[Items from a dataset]
Start

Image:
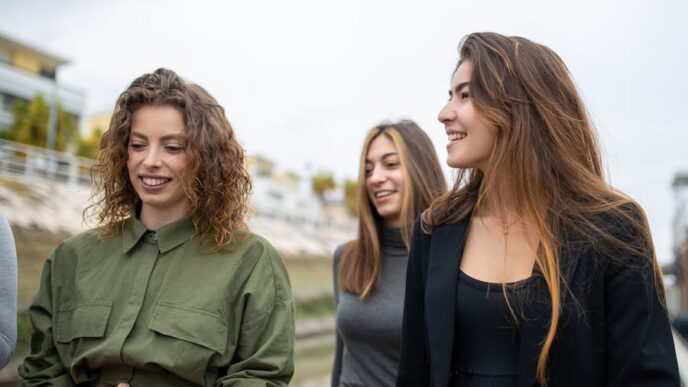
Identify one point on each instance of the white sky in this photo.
(302, 81)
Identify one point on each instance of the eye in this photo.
(174, 148)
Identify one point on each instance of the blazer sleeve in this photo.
(414, 370)
(640, 348)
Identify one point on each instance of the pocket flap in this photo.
(84, 320)
(190, 324)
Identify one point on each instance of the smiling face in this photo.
(156, 159)
(385, 179)
(470, 139)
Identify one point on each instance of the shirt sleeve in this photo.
(43, 366)
(339, 344)
(8, 293)
(265, 351)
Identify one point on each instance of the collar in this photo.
(169, 236)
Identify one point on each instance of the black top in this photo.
(613, 328)
(487, 338)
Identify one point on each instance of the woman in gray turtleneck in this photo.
(8, 293)
(399, 176)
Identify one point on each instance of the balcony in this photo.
(23, 84)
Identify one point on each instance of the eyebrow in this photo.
(178, 137)
(458, 88)
(384, 156)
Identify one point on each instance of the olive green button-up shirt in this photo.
(157, 309)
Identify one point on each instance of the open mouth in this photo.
(456, 136)
(383, 194)
(155, 181)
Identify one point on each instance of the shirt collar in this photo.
(168, 236)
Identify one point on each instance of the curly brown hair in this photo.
(215, 181)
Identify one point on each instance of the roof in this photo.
(12, 44)
(680, 179)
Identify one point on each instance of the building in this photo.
(25, 72)
(680, 231)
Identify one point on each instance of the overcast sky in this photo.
(302, 81)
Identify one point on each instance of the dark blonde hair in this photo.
(361, 262)
(215, 180)
(546, 153)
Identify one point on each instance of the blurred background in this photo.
(302, 82)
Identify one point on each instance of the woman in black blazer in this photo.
(532, 270)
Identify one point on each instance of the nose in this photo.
(152, 159)
(377, 176)
(446, 113)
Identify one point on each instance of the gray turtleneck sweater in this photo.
(8, 293)
(369, 330)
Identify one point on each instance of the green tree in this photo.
(264, 166)
(350, 196)
(88, 147)
(30, 125)
(322, 182)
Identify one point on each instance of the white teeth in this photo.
(456, 136)
(153, 181)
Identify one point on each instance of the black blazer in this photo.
(614, 331)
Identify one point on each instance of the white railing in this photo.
(31, 161)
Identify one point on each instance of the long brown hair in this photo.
(215, 181)
(361, 261)
(546, 155)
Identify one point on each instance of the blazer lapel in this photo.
(446, 250)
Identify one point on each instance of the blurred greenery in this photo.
(322, 182)
(30, 125)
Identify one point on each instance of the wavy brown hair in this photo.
(361, 262)
(546, 156)
(215, 181)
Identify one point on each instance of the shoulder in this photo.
(259, 260)
(84, 244)
(338, 252)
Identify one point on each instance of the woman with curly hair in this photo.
(399, 176)
(170, 289)
(532, 270)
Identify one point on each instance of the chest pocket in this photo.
(190, 324)
(86, 320)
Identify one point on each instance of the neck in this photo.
(153, 218)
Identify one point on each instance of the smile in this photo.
(154, 181)
(382, 194)
(456, 136)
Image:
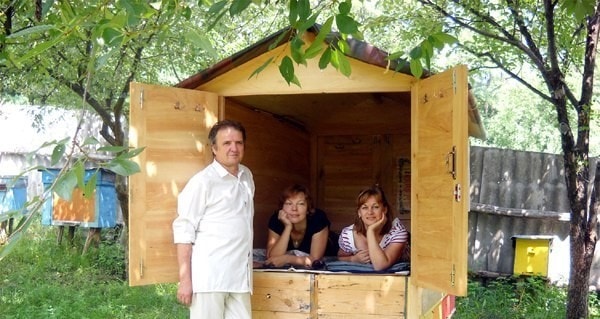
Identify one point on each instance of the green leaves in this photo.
(579, 9)
(286, 68)
(423, 53)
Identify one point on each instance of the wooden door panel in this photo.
(172, 124)
(439, 147)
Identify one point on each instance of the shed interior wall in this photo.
(336, 144)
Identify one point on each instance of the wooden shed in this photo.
(335, 134)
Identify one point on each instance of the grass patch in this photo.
(41, 279)
(528, 297)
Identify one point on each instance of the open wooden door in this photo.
(172, 124)
(440, 177)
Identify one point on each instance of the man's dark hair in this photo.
(212, 135)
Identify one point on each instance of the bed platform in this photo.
(287, 294)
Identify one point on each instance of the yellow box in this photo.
(532, 254)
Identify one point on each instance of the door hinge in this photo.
(142, 98)
(451, 167)
(141, 268)
(453, 276)
(454, 81)
(457, 192)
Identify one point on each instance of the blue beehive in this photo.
(97, 211)
(13, 194)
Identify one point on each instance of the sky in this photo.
(26, 128)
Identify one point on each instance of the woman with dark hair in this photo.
(375, 237)
(298, 232)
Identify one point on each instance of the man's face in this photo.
(229, 148)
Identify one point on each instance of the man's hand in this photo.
(184, 293)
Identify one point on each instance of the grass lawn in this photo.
(40, 279)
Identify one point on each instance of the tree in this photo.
(558, 41)
(83, 55)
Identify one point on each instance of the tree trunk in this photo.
(583, 243)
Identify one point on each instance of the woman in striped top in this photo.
(374, 237)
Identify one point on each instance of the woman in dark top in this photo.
(298, 232)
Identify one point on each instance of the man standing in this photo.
(214, 230)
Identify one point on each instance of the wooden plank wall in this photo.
(277, 154)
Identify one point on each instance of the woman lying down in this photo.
(299, 236)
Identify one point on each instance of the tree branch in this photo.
(501, 66)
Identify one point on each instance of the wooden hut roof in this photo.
(364, 56)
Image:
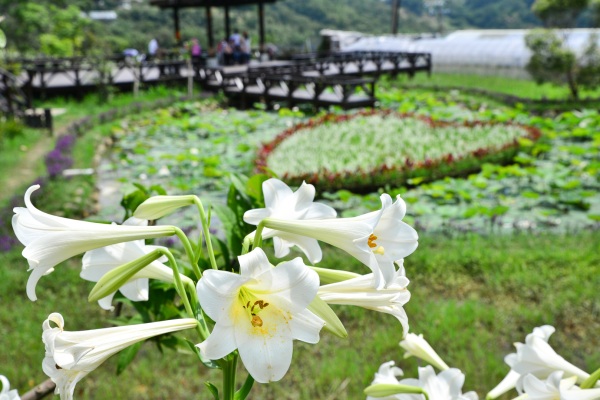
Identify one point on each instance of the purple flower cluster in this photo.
(60, 158)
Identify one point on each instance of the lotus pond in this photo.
(552, 183)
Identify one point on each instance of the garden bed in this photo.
(402, 149)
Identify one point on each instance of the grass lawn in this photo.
(512, 86)
(472, 297)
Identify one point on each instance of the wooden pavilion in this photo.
(208, 4)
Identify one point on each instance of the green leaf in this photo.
(332, 322)
(126, 356)
(209, 363)
(213, 389)
(245, 389)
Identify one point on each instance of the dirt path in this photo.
(24, 172)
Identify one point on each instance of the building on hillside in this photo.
(485, 52)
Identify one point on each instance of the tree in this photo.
(551, 59)
(558, 13)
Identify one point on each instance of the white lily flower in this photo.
(418, 347)
(387, 373)
(282, 203)
(260, 312)
(377, 239)
(70, 356)
(535, 357)
(447, 385)
(49, 240)
(6, 393)
(360, 292)
(96, 263)
(538, 358)
(556, 388)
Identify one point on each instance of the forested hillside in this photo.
(48, 26)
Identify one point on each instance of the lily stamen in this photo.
(371, 241)
(380, 250)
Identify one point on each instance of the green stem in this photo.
(258, 235)
(189, 251)
(246, 244)
(179, 283)
(202, 328)
(206, 231)
(590, 382)
(179, 286)
(229, 377)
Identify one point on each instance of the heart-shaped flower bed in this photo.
(368, 150)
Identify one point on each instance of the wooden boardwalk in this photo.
(345, 79)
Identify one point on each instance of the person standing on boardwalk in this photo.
(152, 49)
(246, 48)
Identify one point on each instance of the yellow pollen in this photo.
(380, 250)
(372, 240)
(256, 321)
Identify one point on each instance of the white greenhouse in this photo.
(486, 52)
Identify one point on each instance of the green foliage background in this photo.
(55, 26)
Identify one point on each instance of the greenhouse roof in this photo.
(497, 47)
(205, 3)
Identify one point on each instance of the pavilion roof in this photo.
(205, 3)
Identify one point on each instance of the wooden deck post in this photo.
(176, 22)
(209, 34)
(261, 26)
(227, 23)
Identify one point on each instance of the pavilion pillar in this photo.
(227, 23)
(261, 26)
(209, 34)
(176, 22)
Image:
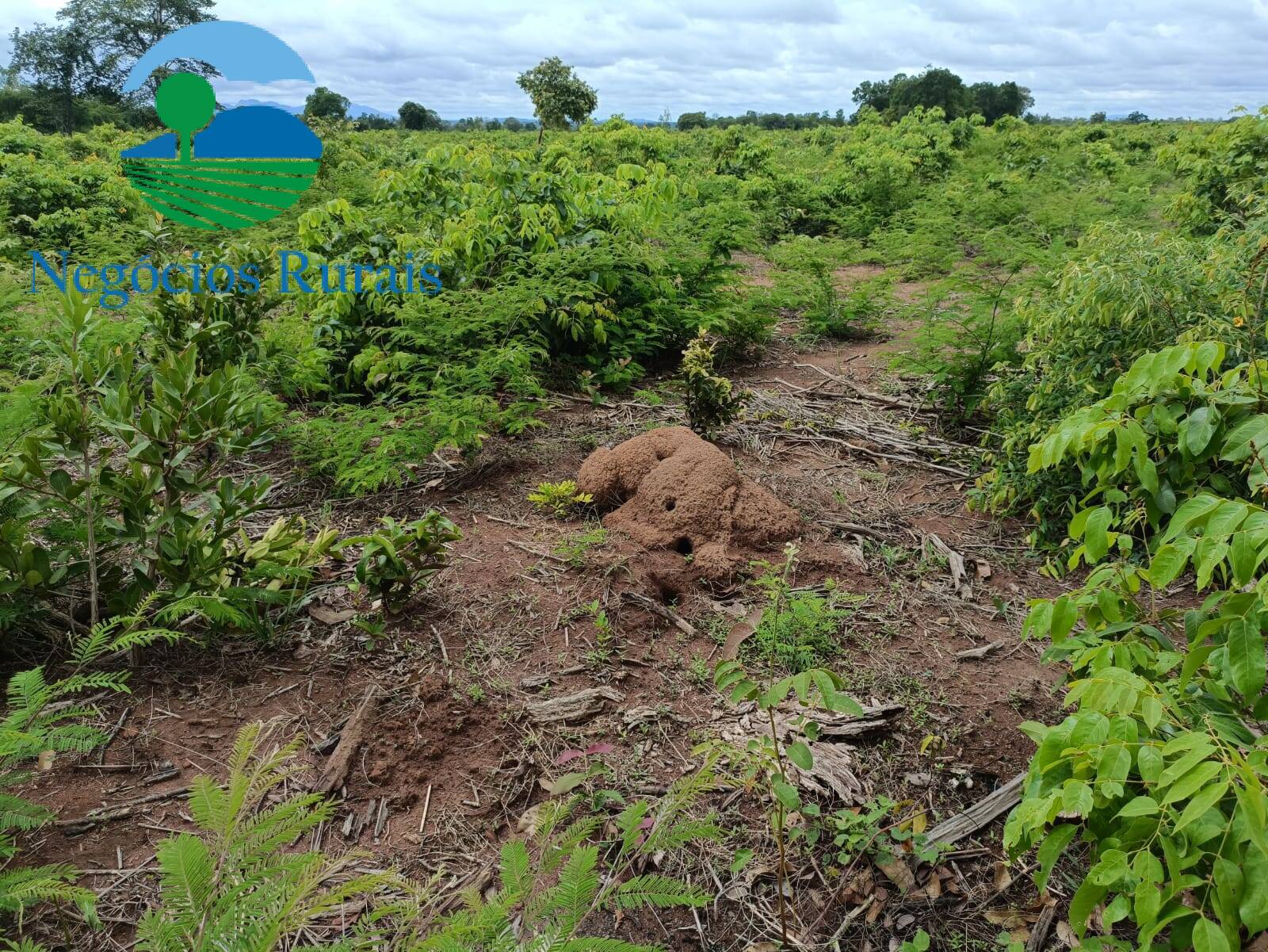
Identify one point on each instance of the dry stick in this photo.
(868, 395)
(661, 610)
(1040, 933)
(426, 806)
(978, 816)
(118, 812)
(336, 768)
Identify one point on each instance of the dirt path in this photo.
(513, 621)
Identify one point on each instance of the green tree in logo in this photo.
(185, 103)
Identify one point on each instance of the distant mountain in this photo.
(354, 109)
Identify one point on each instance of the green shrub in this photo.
(560, 499)
(397, 558)
(712, 401)
(234, 884)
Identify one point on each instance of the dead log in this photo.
(980, 652)
(980, 814)
(1039, 935)
(832, 772)
(571, 709)
(118, 812)
(661, 610)
(879, 398)
(955, 564)
(342, 759)
(838, 727)
(739, 633)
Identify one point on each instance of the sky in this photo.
(1163, 57)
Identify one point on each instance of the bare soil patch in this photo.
(454, 755)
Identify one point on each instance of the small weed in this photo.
(576, 548)
(560, 499)
(699, 673)
(807, 632)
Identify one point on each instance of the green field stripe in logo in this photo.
(289, 166)
(223, 218)
(247, 202)
(178, 216)
(287, 183)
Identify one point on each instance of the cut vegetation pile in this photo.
(680, 495)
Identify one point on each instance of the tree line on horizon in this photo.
(69, 76)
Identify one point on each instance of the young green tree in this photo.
(92, 47)
(558, 94)
(691, 120)
(323, 103)
(418, 117)
(61, 65)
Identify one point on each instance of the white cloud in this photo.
(1166, 57)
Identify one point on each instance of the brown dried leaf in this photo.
(1002, 877)
(898, 873)
(1006, 918)
(331, 617)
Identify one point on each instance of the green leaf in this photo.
(1050, 851)
(1096, 537)
(1087, 898)
(1140, 806)
(1249, 435)
(1149, 763)
(1255, 900)
(1200, 804)
(1247, 660)
(800, 755)
(1191, 782)
(1208, 937)
(1077, 797)
(786, 793)
(1197, 429)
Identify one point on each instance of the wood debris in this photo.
(980, 652)
(663, 611)
(342, 759)
(739, 633)
(570, 709)
(980, 814)
(955, 566)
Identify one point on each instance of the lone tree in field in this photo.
(558, 94)
(418, 117)
(325, 104)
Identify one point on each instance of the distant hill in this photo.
(354, 109)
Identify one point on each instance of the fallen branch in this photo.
(955, 564)
(342, 759)
(659, 610)
(980, 814)
(894, 402)
(118, 812)
(570, 709)
(1039, 935)
(978, 653)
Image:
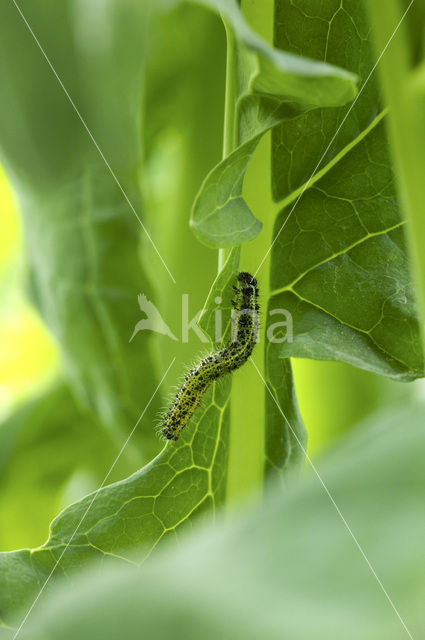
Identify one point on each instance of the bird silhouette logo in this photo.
(153, 321)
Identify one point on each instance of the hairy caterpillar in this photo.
(234, 355)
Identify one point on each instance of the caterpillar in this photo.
(218, 364)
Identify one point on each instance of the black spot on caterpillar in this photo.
(216, 365)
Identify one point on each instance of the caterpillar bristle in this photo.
(214, 366)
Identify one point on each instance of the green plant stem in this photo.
(406, 98)
(229, 110)
(246, 448)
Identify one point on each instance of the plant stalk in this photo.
(405, 96)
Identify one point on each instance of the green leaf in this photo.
(339, 263)
(187, 480)
(272, 86)
(259, 574)
(51, 453)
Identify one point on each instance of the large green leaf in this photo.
(81, 234)
(339, 263)
(186, 480)
(51, 453)
(270, 86)
(288, 569)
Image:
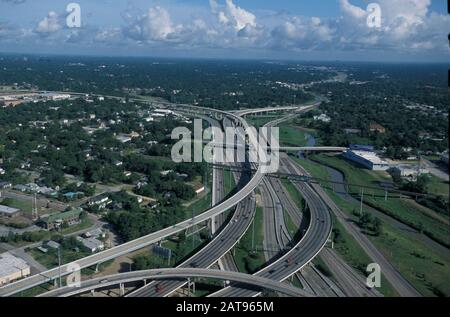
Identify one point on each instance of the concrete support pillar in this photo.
(122, 289)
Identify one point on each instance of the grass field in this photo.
(403, 209)
(292, 136)
(294, 194)
(426, 270)
(23, 205)
(409, 256)
(356, 257)
(260, 121)
(248, 261)
(438, 186)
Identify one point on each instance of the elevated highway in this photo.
(244, 280)
(50, 275)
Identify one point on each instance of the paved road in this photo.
(152, 238)
(213, 251)
(300, 255)
(437, 170)
(398, 282)
(352, 283)
(341, 190)
(244, 280)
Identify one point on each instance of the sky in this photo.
(409, 30)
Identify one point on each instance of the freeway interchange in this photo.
(294, 255)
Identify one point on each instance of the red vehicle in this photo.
(159, 288)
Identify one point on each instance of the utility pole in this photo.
(59, 266)
(362, 199)
(253, 235)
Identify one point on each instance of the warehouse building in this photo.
(367, 159)
(12, 268)
(55, 221)
(8, 212)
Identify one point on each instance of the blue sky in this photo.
(411, 30)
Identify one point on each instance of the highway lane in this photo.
(398, 282)
(300, 255)
(213, 251)
(152, 238)
(244, 280)
(352, 283)
(314, 279)
(341, 190)
(222, 242)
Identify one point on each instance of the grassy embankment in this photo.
(426, 270)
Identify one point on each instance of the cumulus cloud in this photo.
(155, 25)
(50, 24)
(407, 25)
(231, 14)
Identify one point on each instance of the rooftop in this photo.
(62, 216)
(370, 156)
(10, 264)
(8, 210)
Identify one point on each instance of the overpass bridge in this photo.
(243, 279)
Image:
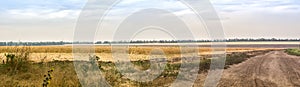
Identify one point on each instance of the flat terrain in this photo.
(274, 69)
(62, 53)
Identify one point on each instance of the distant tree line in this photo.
(138, 41)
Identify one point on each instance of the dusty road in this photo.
(274, 69)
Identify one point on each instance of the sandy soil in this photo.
(274, 69)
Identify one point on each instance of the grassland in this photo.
(32, 73)
(294, 51)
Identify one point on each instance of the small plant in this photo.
(48, 78)
(18, 60)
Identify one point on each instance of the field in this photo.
(32, 63)
(62, 53)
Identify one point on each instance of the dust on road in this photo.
(274, 69)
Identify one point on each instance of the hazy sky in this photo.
(47, 20)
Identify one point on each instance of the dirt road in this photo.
(274, 69)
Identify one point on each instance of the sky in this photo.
(55, 20)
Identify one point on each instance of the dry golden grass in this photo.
(50, 53)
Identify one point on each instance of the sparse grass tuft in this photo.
(294, 51)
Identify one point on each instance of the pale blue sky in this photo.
(47, 20)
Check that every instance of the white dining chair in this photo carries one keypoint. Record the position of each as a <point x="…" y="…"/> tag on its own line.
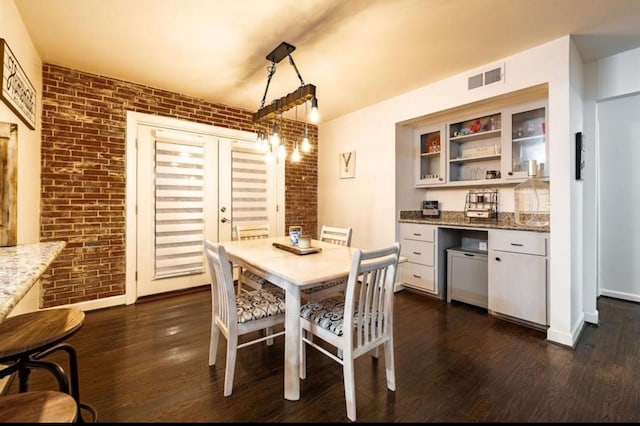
<point x="334" y="235"/>
<point x="359" y="322"/>
<point x="248" y="278"/>
<point x="237" y="315"/>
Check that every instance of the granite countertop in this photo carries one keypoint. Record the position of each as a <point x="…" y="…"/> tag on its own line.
<point x="458" y="219"/>
<point x="21" y="266"/>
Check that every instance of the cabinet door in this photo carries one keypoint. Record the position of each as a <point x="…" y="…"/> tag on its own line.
<point x="526" y="139"/>
<point x="429" y="157"/>
<point x="518" y="286"/>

End

Take the lines from the one that contains "Identify one point on each instance of the dust on" down to the last line of the listing above, both included, and set them down exactly, leaving out pictures.

**SOLUTION TO THIS EXERCISE**
Identify one point on each instance of the dust on road in this photo.
(274, 69)
Identify one point on each instance of the hazy sky in this photo.
(47, 20)
Identify one point on each instance of the dirt road in this photo.
(274, 69)
Identify one point on each instance of the sky in this photo.
(55, 20)
Identify one point on each instance of the dry golden grass in this photo.
(50, 53)
Identify one point on each instance of the sparse grass tuft in this photo.
(294, 51)
Identify one point on each instance of the pale blue sky in this photo.
(47, 20)
Check that every instance of the white dining chair in this photo carries one keypoint. Record the position of each as a <point x="…" y="…"/> tag on its own line.
<point x="334" y="235"/>
<point x="359" y="322"/>
<point x="248" y="278"/>
<point x="237" y="315"/>
Check that every instance of the granite countertop in this photo carries one keypoint. Record the position of each as a <point x="…" y="…"/> tag on its own line.
<point x="458" y="219"/>
<point x="21" y="266"/>
Check that every instance of the cabinet door in this photo carries one keypoint. Record the position of each as a <point x="…" y="…"/> tag on its own line.
<point x="526" y="139"/>
<point x="429" y="157"/>
<point x="518" y="286"/>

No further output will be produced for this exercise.